» WORKING DATA:
## start

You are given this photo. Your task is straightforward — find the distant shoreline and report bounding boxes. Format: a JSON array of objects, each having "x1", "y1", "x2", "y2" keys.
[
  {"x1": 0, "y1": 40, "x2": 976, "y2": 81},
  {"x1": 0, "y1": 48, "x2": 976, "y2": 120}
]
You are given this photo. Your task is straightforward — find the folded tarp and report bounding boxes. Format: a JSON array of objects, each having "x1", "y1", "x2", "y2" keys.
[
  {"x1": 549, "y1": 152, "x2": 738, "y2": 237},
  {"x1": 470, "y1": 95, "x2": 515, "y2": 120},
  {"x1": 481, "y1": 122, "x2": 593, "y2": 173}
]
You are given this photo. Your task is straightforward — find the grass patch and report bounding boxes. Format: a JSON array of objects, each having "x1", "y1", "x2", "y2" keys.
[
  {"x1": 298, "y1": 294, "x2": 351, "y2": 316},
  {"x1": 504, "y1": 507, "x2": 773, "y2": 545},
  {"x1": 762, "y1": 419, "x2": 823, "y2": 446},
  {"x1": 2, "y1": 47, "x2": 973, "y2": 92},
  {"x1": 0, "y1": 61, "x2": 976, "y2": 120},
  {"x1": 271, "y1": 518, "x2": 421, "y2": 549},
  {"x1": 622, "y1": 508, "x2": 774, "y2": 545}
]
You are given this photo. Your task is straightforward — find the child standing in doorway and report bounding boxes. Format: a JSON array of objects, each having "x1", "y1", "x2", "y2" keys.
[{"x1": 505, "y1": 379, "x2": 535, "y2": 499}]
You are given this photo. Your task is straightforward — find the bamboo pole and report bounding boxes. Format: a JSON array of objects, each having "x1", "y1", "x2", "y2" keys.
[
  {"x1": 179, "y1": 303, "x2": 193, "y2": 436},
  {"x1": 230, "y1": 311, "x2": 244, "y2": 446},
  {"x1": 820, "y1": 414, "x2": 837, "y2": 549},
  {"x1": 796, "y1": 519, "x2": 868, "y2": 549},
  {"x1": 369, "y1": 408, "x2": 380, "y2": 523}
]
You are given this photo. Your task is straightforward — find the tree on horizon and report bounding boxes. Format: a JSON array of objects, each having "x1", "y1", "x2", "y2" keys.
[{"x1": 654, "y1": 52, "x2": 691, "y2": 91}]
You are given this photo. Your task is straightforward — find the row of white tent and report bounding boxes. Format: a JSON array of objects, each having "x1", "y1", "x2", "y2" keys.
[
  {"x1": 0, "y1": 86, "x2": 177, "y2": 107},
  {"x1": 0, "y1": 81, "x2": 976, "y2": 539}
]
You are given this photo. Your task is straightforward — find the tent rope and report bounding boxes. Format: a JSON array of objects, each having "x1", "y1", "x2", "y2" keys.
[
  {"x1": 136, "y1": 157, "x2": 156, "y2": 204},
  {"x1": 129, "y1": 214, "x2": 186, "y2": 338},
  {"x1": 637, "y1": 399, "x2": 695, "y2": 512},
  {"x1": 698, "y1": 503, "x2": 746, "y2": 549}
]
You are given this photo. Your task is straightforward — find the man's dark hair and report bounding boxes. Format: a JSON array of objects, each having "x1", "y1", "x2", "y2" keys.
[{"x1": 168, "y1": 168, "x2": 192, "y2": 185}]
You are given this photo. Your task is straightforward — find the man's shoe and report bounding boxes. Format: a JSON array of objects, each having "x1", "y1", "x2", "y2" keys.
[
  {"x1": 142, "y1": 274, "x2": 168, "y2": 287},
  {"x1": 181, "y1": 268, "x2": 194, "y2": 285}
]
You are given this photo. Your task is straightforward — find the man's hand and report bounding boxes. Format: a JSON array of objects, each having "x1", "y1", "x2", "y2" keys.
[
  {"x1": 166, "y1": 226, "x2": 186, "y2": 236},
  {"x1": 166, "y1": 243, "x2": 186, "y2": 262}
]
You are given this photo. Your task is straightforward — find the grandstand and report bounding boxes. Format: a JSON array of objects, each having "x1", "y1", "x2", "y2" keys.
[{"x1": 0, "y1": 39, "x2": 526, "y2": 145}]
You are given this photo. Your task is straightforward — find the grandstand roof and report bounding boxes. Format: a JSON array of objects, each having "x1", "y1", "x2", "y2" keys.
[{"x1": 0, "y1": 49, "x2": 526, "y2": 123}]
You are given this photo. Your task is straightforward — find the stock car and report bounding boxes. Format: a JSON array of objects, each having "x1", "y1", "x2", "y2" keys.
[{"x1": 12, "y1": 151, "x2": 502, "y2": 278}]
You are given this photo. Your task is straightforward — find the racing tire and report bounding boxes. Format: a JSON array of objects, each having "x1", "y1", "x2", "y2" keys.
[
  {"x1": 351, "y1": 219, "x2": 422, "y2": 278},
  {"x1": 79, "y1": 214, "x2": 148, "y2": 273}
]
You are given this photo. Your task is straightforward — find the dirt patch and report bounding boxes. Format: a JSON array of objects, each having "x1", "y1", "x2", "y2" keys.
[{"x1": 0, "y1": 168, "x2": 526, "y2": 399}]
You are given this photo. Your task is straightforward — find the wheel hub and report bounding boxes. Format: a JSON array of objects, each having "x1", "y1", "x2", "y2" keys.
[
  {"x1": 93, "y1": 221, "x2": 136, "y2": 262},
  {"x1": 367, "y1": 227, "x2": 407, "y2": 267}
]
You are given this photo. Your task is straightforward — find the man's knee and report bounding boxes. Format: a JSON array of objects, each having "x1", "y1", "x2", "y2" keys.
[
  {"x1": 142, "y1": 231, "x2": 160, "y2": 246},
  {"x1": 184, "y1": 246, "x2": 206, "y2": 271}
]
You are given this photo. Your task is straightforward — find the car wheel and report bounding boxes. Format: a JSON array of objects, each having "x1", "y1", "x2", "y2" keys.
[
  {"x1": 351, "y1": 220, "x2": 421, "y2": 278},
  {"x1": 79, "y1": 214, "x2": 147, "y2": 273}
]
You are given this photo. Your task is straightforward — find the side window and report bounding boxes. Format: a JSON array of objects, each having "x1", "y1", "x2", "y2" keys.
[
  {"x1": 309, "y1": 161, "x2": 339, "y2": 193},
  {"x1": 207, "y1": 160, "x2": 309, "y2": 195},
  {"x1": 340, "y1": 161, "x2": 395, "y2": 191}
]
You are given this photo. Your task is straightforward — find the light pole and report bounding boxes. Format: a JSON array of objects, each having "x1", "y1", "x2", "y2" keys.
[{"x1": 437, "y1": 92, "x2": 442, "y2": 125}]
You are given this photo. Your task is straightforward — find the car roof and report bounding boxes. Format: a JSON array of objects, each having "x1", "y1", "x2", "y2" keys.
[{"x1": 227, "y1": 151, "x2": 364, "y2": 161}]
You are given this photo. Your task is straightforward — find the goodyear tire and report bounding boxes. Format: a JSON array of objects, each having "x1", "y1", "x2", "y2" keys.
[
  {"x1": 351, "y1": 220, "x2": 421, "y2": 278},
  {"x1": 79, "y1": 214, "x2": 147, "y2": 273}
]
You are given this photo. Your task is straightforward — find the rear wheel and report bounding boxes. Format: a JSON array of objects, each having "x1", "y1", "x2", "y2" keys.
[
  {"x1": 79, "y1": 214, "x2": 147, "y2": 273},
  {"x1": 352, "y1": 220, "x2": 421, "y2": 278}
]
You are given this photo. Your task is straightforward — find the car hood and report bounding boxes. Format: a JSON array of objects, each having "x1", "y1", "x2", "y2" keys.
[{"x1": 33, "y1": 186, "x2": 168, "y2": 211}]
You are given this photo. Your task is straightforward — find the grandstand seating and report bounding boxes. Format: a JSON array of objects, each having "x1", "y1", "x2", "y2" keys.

## end

» TASK BRIEF: Begin at the line that has "the man's knee" and continue through the end of the records. Can you give every one of those lines again, requests included, with each coordinate value in the answers shifted up by 43?

» TASK RESPONSE:
You are given this photo. Your task is straightforward — find the man's knee and report bounding boxes. Format: a JSON array of objects, each having "x1", "y1", "x2", "y2" keys.
[
  {"x1": 185, "y1": 274, "x2": 203, "y2": 289},
  {"x1": 227, "y1": 289, "x2": 249, "y2": 314}
]
You are given this photo. Your task is straightforward — find the car wheel and report bounding boxes. Format: a JSON array of objects, each having "x1", "y1", "x2", "y2" keys.
[
  {"x1": 394, "y1": 263, "x2": 464, "y2": 321},
  {"x1": 122, "y1": 257, "x2": 190, "y2": 316}
]
You are given this photo. Your task is straightforward — find the side window and report bounding boxes. Format: a JSON array of objects, each having "x1", "y1", "x2", "y2" keys.
[
  {"x1": 352, "y1": 204, "x2": 382, "y2": 236},
  {"x1": 250, "y1": 203, "x2": 352, "y2": 238},
  {"x1": 383, "y1": 204, "x2": 438, "y2": 234}
]
You are given this photo. Your task is straightforward — find the light pole and report bounding boxes. Format: a JSON array of objects, each having "x1", "y1", "x2", "y2" keys.
[{"x1": 480, "y1": 135, "x2": 485, "y2": 168}]
You are given this photo. Your task is straightforward — find the car roof and report bounding boxes. Format: a JSON array of objects, each having "x1", "y1", "x2", "y2" keys.
[{"x1": 270, "y1": 194, "x2": 407, "y2": 204}]
You are given this photo. Your task is straightforward — find the goodyear tire and report bounding boxes. Format: a JSON array of objects, each having "x1", "y1", "x2", "y2" keys.
[
  {"x1": 394, "y1": 263, "x2": 464, "y2": 321},
  {"x1": 122, "y1": 257, "x2": 190, "y2": 316}
]
You are given this photo. Your task is straightforward — find the rear wheel and report bounding boxes. Format: a JSON array of objects, each having "x1", "y1", "x2", "y2" keys.
[
  {"x1": 122, "y1": 257, "x2": 190, "y2": 316},
  {"x1": 395, "y1": 263, "x2": 464, "y2": 321}
]
You are given this photo. Your task is straightforward — find the car hood and report bounding boxes. Format: a JSON array of objects, each having "x1", "y1", "x2", "y2" keys.
[{"x1": 76, "y1": 229, "x2": 211, "y2": 254}]
You are given this photo. Your task is straightforward — find the grandstand seating and report bounding boxes. Format: a JSON array of objects, each having "x1", "y1", "x2", "y2" keys.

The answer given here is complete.